+++ Verilen Metin +++
Tahran’dan gelişmiş santrifüjle uranyum zenginleştirme konusunda Viyana müzakerelerine baskı

UAEA, İran'ın gelişmiş santrifüjleri çalıştırdıktan sonra Fordo Nükleer Tesisi’ndeki izleme faaliyetlerini artırma anlaşmasına varıldığını doğruladı

İran Dışişleri Bakanlığı tarafından AB Viyana müzakereleri koordinatörü Enrique Mora’nın katılımıyla İran heyetinin Avrupa Troykası temsilcileriyle yaptığı toplantıya ilişkin dün dağıtılan fotoğraf
İran Dışişleri Bakanlığı tarafından AB Viyana müzakereleri koordinatörü Enrique Mora’nın katılımıyla İran heyetinin Avrupa Troykası temsilcileriyle yaptığı toplantıya ilişkin dün dağıtılan fotoğraf
TT

Tahran’dan gelişmiş santrifüjle uranyum zenginleştirme konusunda Viyana müzakerelerine baskı

İran Dışişleri Bakanlığı tarafından AB Viyana müzakereleri koordinatörü Enrique Mora’nın katılımıyla İran heyetinin Avrupa Troykası temsilcileriyle yaptığı toplantıya ilişkin dün dağıtılan fotoğraf
İran Dışişleri Bakanlığı tarafından AB Viyana müzakereleri koordinatörü Enrique Mora’nın katılımıyla İran heyetinin Avrupa Troykası temsilcileriyle yaptığı toplantıya ilişkin dün dağıtılan fotoğraf

İran ile yapılan nükleer anlaşma konulu müzakerelere bir bekleyiş havası hakim. İranlılar somut teklifler sunmadan önce ABD’nin uyguladığı tüm yaptırımları kaldırmayı taahhüt etmesini beklerken, Batılılar İran'dan müzakerelere ciddi şekilde girmesi ve sadece yaptırımlarla ilgili müzakereleri değil, nükleer anlaşmadaki yükümlülüklerle ilgili müzakereleri de kabul etmesini bekliyorlar. Öte yandan nükleer anlaşmadaki yükümlülükler konusunu inceleyen uzmanlar komitesi, bu turda ilk kez dün toplanmış olsa da, dosyada veya önceki gün ilgili uzman komite tarafından tartışılan yaptırımlar dosyasında herhangi bir ilerleme kaydedilemediği görüldü.
+++ Görev Girdileri +++
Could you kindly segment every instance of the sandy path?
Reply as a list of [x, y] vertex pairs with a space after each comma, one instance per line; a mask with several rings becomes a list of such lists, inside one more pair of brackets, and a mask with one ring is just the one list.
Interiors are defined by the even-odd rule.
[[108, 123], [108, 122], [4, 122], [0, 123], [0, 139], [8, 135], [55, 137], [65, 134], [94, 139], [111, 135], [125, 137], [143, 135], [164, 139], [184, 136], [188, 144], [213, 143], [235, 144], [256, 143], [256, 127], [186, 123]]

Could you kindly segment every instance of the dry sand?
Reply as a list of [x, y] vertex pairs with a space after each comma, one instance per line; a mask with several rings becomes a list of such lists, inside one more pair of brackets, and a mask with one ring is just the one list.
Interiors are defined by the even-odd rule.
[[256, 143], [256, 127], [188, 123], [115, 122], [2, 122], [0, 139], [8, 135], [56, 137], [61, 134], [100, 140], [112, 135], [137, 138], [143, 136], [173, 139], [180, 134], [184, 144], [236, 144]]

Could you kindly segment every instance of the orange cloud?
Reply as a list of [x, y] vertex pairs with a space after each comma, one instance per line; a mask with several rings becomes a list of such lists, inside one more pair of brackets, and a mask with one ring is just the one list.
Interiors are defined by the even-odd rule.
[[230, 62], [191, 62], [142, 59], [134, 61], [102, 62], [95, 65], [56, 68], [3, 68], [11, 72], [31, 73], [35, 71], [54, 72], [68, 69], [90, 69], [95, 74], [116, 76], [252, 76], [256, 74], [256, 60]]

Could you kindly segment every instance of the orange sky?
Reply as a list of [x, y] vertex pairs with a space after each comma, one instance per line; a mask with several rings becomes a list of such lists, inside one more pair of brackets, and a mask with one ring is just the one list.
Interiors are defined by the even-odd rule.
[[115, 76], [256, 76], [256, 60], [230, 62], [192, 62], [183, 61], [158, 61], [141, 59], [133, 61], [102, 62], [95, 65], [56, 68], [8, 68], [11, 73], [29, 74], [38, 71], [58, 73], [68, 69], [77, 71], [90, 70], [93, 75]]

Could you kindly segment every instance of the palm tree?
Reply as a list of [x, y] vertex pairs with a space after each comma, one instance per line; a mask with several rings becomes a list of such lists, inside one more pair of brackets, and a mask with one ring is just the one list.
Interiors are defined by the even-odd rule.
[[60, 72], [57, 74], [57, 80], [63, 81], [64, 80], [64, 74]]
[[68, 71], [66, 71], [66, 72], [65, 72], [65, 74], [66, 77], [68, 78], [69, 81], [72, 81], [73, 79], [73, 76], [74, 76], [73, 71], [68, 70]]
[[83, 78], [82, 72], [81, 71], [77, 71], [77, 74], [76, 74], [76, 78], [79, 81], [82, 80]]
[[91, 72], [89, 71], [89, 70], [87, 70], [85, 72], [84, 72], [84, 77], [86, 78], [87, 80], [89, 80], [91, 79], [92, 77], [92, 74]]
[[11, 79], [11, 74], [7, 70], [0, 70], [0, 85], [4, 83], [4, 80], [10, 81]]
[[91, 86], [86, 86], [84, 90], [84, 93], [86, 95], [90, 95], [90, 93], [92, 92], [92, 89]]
+++
+++ Görev Girdileri +++
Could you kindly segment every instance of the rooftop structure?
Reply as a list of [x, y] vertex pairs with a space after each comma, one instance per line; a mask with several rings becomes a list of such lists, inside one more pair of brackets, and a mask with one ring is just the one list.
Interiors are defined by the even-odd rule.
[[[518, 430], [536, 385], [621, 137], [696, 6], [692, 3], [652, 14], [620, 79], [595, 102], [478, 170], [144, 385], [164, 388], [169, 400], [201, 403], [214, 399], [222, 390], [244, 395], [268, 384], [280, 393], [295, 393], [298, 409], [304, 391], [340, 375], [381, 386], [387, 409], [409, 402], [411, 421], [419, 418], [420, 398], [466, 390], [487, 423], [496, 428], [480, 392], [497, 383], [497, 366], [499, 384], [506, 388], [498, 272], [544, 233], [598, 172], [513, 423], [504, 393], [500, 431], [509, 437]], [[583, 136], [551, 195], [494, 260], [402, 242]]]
+++
__Yapılacaklar__.
1. İran nükleer müzakereleri haberine göre:
(a) UAEA, hangi tesisteki izleme faaliyetlerini artırma anlaşmasına varıldığını doğruladı?
(b) AB Viyana müzakereleri koordinatörünün adı ne?
(c) Nükleer anlaşmadaki yükümlülükler konusunu inceleyen uzmanlar komitesi bu turda ilk kez ne zaman toplandı?
2. Satırlarda "Could you kindly segment every instance of the orange cloud?" içeren satırdan "70], [93, 75]]" içeren satıra kadar her şeyi, iki uç satır da dahil olmak üzere, yanıtlardaki her koordinata 31 ekleyerek yeniden yazar mısın? Yalnızca bu satırları ver.

__Görev Çözümleri__.
1.
(a) Fordo Nükleer Tesisi
(b) Enrique Mora
(c) Dün

2.
Could you kindly segment every instance of the orange cloud?
Reply as a list of [x, y] vertex pairs with a space after each comma, one instance per line; a mask with several rings becomes a list of such lists, inside one more pair of brackets, and a mask with one ring is just the one list.
Interiors are defined by the even-odd rule.
[[261, 93], [222, 93], [173, 90], [165, 92], [133, 93], [126, 96], [87, 99], [34, 99], [42, 103], [62, 104], [66, 102], [85, 103], [99, 100], [121, 100], [126, 105], [147, 107], [283, 107], [287, 105], [287, 91]]

Could you kindly segment every instance of the orange sky?
Reply as a list of [x, y] vertex pairs with a space after each comma, one instance per line; a mask with several rings becomes a list of such lists, inside one more pair of brackets, and a mask with one ring is just the one list.
Interiors are defined by the even-odd rule.
[[146, 107], [287, 107], [287, 91], [261, 93], [223, 93], [214, 92], [189, 92], [172, 90], [164, 92], [133, 93], [126, 96], [87, 99], [39, 99], [42, 104], [60, 105], [69, 102], [89, 104], [99, 100], [108, 102], [121, 101], [124, 106]]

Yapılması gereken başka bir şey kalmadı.